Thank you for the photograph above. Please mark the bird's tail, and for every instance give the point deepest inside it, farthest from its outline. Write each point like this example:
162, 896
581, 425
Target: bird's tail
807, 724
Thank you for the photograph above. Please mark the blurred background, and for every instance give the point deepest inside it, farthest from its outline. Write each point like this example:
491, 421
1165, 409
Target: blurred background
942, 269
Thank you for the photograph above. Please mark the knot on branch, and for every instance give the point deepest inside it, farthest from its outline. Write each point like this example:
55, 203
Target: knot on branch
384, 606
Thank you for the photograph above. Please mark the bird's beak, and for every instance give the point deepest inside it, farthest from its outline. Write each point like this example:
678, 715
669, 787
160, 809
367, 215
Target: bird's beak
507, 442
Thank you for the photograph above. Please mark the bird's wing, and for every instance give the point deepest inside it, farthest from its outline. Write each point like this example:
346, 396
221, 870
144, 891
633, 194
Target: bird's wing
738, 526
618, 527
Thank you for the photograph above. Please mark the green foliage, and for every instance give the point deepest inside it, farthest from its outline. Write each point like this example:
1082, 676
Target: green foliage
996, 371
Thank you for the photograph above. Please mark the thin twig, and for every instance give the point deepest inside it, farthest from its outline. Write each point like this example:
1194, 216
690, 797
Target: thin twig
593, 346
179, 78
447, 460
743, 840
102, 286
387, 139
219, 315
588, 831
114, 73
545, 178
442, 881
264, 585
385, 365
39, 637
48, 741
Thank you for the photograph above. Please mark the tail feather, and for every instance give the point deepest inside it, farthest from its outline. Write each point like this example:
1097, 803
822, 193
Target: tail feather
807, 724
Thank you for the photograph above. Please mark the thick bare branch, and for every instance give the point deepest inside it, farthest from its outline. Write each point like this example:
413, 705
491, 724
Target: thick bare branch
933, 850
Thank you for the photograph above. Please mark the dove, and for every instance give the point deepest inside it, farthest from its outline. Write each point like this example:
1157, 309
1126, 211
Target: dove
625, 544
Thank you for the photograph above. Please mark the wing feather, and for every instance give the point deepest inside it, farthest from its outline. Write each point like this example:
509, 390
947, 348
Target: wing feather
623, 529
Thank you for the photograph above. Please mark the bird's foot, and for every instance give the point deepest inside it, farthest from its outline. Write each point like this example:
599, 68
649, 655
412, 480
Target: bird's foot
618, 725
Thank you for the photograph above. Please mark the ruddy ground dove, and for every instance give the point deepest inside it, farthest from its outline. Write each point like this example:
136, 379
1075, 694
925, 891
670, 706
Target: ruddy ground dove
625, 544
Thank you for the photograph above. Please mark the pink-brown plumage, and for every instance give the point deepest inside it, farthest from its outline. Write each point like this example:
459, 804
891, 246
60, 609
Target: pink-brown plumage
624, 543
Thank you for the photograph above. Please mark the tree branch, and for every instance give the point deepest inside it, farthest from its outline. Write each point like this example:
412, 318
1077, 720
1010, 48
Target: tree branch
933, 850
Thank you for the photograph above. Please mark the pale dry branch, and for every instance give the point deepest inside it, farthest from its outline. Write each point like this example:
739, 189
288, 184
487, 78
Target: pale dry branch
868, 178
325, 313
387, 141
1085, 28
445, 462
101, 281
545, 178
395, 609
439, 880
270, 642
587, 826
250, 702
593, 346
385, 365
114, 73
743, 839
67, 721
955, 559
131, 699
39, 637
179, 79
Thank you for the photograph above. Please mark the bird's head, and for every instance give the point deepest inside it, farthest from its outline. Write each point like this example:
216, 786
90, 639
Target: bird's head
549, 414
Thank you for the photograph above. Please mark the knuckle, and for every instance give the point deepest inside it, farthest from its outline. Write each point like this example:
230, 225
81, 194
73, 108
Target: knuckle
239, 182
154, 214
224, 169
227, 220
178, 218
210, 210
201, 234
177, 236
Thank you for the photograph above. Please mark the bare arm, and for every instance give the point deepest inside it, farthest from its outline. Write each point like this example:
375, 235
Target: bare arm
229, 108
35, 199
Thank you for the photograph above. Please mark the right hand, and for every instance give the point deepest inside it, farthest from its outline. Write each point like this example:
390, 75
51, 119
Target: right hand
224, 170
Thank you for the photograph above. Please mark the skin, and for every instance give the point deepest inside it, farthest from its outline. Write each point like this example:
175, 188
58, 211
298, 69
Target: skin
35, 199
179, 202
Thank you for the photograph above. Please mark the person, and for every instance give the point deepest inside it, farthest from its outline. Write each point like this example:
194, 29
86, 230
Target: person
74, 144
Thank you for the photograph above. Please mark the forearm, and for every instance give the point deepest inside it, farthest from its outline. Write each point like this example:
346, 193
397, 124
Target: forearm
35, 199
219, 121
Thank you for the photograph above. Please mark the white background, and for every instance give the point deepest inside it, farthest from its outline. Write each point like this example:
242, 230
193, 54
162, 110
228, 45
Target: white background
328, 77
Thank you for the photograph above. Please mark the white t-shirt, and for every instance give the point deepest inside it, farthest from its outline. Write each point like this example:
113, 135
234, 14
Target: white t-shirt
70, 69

**Aim of the exercise:** The only acceptable answer is the full set of entries, repeated exactly.

**Your response:**
Thank you for the photograph above. Please mark the bird's tail, and for every instance give the point deepest inside it, farthest from its outline. Write each point like this example:
162, 896
581, 425
Target: bird's tail
807, 724
Thank you for the photograph above. Please mark the blurred background, and for every instance give the point deepest inside it, farthest from its outline. Write each point like this example:
491, 421
1165, 409
Target: blurred background
942, 269
Thank you for the photograph above. Please mark the knot on branch, and for every instance give the point deepest inside it, farthest from its outline. Write each point like this example:
55, 203
Target: knot on branch
384, 606
Thank you for the photograph above. Please mark the bird's beak, and for every instance give the point deepest inside it, farthest from its outline. Write each point like this example:
678, 715
669, 787
160, 809
367, 215
Target: bird's beak
507, 442
Thank you for the photograph above. Please mark the bird's wing, and for every instance give the point deepest inside it, farthest from its outline. Write each point like this example:
346, 396
221, 870
144, 891
633, 194
Target: bird's wing
738, 526
618, 527
Thank you for the photograph above. Please mark the green foliage, and for every instance give the point deepest inside it, farthest from its outline. Write each point like this example:
1082, 676
Target: green foliage
996, 371
Thank you for the photograph above. Please mark the thin twig, and for every instance give the point deepest inside it, farthest from its outline. Write each point like this example:
1194, 216
690, 797
Target: thin twig
593, 346
179, 78
447, 460
743, 840
102, 286
387, 139
219, 315
588, 831
114, 73
545, 178
442, 881
264, 585
385, 365
39, 637
48, 741
Thank you for the photograph above. Please mark the tail feather, and for every instance give the point deepest inside it, farthest from its outline. Write each point like this example:
1097, 803
822, 193
Target: tail feather
807, 724
Thank you for the photograph above. Please mark the thick bare branch, and for every instance give the point deepest inside it, farthest from its outline. Write each point like this example:
413, 705
491, 724
Target: thick bare branch
933, 850
Thank you for the photograph above. Please mark the dove, and for every instance give the point deepest inside it, farthest from its outline. Write each point like this example:
1157, 309
1126, 211
Target: dove
625, 544
Thank you for the photograph above. Please mark the wing feather, and for every instance give the point deepest inside it, farthest from its outline. Write each point like this example:
509, 390
947, 348
Target: wing feather
623, 529
Thank you for the photograph above. Please mark the bird's foot, and for every instance give the point deepest inside it, farthest from its outline. Write each point like this example:
599, 68
649, 655
412, 480
Target: bird's foot
618, 725
Thank you for the photograph above. Please mark the ruddy ground dove, and for every instance give the point deepest inside it, farthest from its outline. Write each point like this example:
136, 379
1075, 694
925, 891
670, 706
Target: ruddy ground dove
625, 544
Thank you for the photograph above. Please mark the pink-brown plumage, and for every instance give the point deepest inside it, farthest from its outline. Write each point like this example:
459, 804
891, 246
60, 609
Target: pink-brown plumage
624, 543
Thank you for the photograph above. Please mark the tree branch, and for every instance give the point deepest inside it, farthest from its outline. Write each point like this example:
412, 318
1077, 720
1010, 48
Target: tree branch
933, 850
Thank you for the photograph above. Please mark the pale dry branch, and for every instance give the point deepest inside it, farthest from its outline. Write each point like this example:
739, 189
288, 184
487, 78
Target: pale dry branch
868, 178
325, 313
387, 141
1085, 28
445, 462
101, 281
545, 178
395, 609
439, 880
270, 642
587, 826
250, 702
593, 346
385, 365
114, 73
743, 839
67, 721
955, 559
131, 699
39, 637
179, 79
Thank you for the photograph above. Please mark the bird's head, and for every instance give the point deepest inside it, farthest from its outline. Write each point like this example:
216, 786
90, 639
Target: bird's head
549, 414
Thank you for the photograph above. Please mark the knuckle, and for every instance give the point deepest inside it, farthest from its outline. Write each point like this example:
230, 225
81, 194
73, 108
Target: knuckle
239, 182
154, 214
224, 169
227, 220
178, 218
210, 210
201, 234
177, 236
Thank you for the photograph above. Please mark the bare arm, and for every instance give the point deepest inside it, farthest from its outline. Write each point like this example:
375, 235
Target: bare arm
229, 108
35, 199
Thank you for the photograph above. Please mark the right hand, and for every instance give the point deepest inside it, farthest from its outline. Write each point like this example:
390, 75
51, 119
Target: right hand
224, 170
Thank you for the photograph above. Please mark the skin, and for every instance give the point deepest inside it, farthest from its outline. Write each point like this example:
175, 188
58, 211
298, 69
Target: skin
35, 199
179, 202
Thank you for the photograph above. Please mark the person, and for every instance give the point deepest inside it, farthest from its outline. Write each point like this example:
194, 29
86, 230
Target: person
74, 144
Thank you for the photograph above. Please mark the forearm, and for every instance give the point deepest inside it, farthest from its outline. Write each point like this example:
346, 193
397, 124
Target: forearm
35, 199
219, 121
Thank you for the photograph above. Please mark the white background, and for every instance give the point deepest inside it, farthest from its outline. Write each point like this example:
242, 230
193, 54
162, 110
228, 45
Target: white background
328, 77
Thank you for the photograph above. Please mark the white t-shirt, and for every instance give the point deepest inside it, farthest from its outline. Write each point like this example:
113, 135
234, 14
Target: white t-shirt
70, 69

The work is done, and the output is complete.